**Exercise brief**. The copy you return should hold only the lines from the top of the data below through the line with "In this exercise you will annotate the bare", each duplicated exactly and with no pictures.

Top of Exercise data

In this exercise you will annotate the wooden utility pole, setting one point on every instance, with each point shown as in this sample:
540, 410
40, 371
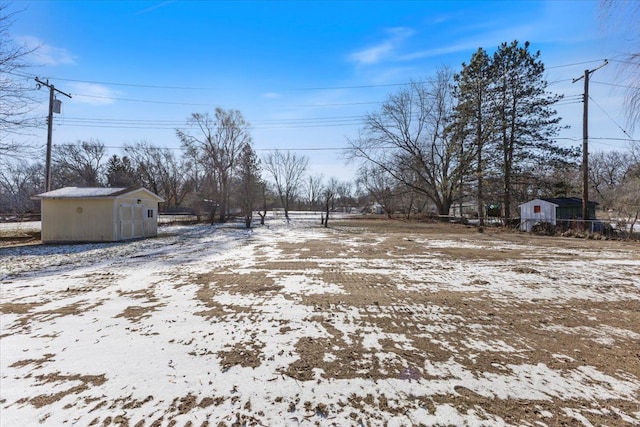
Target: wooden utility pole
585, 141
52, 91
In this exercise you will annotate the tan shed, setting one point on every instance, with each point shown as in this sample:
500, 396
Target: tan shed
96, 214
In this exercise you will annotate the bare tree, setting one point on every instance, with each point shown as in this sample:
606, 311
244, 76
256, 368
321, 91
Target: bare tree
314, 188
18, 182
380, 185
78, 164
329, 193
160, 171
16, 100
625, 15
249, 182
344, 193
216, 142
408, 139
608, 171
287, 171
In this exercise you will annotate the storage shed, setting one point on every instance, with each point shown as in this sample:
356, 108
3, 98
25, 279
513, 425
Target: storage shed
96, 214
550, 210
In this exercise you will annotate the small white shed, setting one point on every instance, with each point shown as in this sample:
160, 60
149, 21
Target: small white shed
552, 210
536, 210
97, 214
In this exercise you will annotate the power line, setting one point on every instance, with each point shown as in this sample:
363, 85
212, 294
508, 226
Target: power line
616, 85
310, 88
611, 118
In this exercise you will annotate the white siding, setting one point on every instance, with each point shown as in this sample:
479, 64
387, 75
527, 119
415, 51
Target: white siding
529, 217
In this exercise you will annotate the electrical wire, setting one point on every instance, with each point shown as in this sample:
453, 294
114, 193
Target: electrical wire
610, 118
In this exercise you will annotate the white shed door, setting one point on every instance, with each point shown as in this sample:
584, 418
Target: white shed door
131, 221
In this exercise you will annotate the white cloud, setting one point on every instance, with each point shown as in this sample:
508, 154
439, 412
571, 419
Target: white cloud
271, 95
92, 93
45, 54
383, 50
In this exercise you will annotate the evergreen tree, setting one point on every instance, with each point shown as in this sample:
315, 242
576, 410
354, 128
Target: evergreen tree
120, 172
525, 121
474, 121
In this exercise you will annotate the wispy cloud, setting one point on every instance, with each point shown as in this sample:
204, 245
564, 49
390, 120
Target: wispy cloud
93, 94
154, 7
271, 95
383, 50
45, 54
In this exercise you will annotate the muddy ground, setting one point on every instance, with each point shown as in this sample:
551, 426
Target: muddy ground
500, 327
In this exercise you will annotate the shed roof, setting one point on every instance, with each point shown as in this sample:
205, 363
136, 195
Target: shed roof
567, 201
92, 193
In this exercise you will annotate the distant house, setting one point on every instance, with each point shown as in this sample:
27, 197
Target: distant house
552, 210
96, 214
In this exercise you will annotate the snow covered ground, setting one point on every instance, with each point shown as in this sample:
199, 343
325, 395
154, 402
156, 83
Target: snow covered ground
300, 325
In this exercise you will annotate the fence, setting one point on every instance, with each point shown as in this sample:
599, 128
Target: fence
605, 227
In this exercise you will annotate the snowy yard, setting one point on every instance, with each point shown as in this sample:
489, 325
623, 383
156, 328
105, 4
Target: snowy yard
364, 323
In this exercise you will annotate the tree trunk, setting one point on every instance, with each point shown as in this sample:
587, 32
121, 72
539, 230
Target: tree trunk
326, 217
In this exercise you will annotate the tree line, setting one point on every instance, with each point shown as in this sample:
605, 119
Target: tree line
482, 139
215, 173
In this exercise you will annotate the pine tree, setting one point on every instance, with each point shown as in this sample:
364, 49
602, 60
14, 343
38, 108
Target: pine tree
526, 122
474, 116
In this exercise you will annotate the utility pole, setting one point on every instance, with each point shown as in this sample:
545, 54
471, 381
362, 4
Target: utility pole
585, 141
52, 91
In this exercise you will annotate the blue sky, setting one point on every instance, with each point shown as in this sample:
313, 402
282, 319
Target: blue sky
302, 73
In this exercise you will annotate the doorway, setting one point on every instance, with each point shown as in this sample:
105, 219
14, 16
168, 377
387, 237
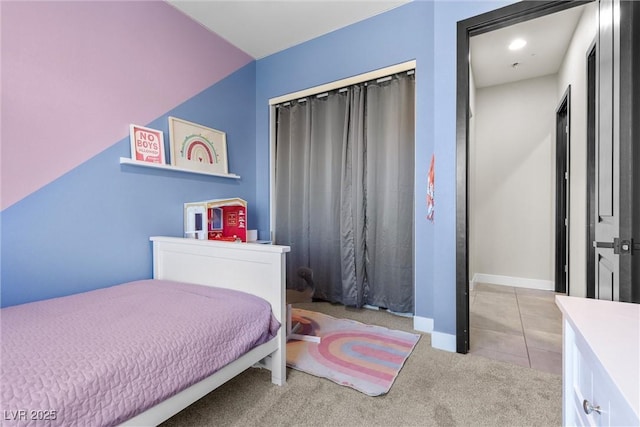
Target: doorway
504, 17
617, 62
562, 194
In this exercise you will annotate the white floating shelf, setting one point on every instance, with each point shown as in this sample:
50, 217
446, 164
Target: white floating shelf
128, 161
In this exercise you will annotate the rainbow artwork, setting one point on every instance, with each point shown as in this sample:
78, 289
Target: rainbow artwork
197, 148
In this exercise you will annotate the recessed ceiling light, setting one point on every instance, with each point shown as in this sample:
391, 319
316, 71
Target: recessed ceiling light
517, 44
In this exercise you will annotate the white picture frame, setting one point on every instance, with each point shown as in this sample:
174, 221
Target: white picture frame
198, 148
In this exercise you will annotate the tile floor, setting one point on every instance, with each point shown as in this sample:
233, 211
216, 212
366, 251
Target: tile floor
516, 325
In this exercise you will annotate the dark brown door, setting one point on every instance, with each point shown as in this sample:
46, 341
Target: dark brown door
614, 181
562, 194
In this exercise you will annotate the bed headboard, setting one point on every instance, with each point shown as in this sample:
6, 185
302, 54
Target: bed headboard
258, 269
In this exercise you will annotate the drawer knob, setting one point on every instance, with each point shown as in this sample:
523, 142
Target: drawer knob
589, 408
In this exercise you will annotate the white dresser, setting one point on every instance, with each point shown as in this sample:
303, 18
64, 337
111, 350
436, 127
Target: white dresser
601, 362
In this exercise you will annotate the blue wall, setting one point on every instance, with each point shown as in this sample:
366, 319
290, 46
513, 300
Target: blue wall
90, 228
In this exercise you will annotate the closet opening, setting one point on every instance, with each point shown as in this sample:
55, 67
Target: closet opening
342, 188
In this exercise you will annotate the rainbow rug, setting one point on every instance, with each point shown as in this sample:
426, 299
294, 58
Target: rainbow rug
364, 357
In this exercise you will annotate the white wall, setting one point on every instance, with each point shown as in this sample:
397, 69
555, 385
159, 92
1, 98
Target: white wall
512, 173
473, 247
574, 72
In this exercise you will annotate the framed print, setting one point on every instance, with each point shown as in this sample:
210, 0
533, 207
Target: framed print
197, 147
147, 145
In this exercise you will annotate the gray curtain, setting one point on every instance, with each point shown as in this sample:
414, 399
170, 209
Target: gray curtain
344, 192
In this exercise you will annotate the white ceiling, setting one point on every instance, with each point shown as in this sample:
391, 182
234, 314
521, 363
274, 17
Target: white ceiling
263, 27
547, 39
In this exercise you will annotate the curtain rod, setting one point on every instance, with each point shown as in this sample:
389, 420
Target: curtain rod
343, 89
350, 81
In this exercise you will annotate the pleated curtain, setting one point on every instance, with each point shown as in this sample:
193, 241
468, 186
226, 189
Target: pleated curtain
344, 192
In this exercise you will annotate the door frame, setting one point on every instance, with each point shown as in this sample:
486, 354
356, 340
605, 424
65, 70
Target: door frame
563, 144
493, 20
591, 169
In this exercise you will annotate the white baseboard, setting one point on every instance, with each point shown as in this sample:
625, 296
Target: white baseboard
423, 324
518, 282
439, 340
442, 341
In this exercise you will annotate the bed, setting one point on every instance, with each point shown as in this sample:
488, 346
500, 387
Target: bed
160, 359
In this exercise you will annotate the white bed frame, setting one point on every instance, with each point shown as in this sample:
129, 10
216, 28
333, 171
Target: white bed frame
249, 267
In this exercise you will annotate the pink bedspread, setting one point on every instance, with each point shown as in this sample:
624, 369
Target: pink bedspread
102, 357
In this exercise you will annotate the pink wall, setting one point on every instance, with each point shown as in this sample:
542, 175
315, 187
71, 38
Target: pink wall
101, 80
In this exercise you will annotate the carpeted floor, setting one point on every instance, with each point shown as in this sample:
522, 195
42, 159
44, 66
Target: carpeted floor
434, 388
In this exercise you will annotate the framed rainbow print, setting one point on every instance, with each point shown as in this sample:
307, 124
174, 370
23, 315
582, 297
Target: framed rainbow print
198, 148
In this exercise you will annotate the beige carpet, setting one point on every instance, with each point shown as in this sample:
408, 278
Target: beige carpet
434, 388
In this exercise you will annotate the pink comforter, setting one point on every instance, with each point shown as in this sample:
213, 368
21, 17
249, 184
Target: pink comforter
102, 357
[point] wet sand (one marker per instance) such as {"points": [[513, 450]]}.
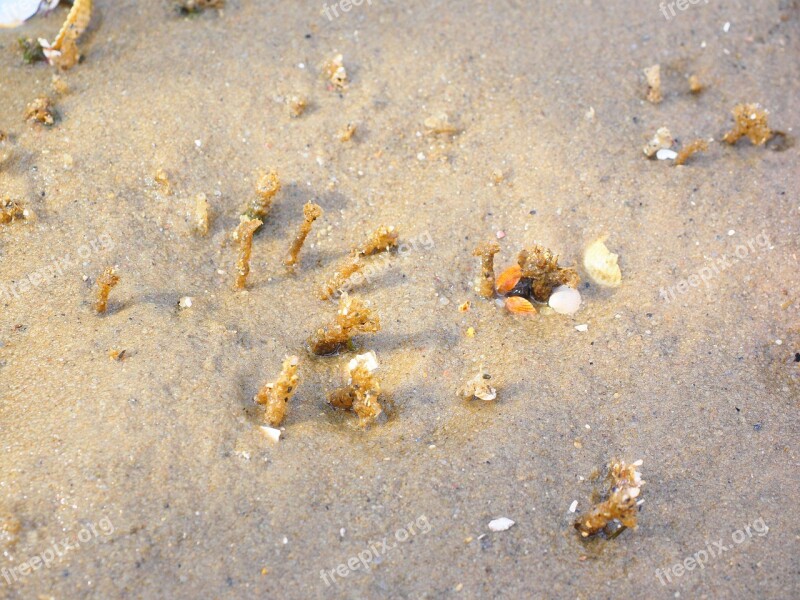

Bottom of Exercise data

**Finished task**.
In this exercise you will annotate the wooden utility pole, setting one point on every instance, with each point shown as in this sample:
540, 410
40, 371
Target: wooden utility pole
585, 141
52, 91
In this exercise you will annotate the tan shed, setting one point on every instance, with each point shown as in this sample:
500, 396
Target: tan shed
96, 214
In this exercise you will annotate the bare tree, setting one point on every instance, with each point shown as in this sample:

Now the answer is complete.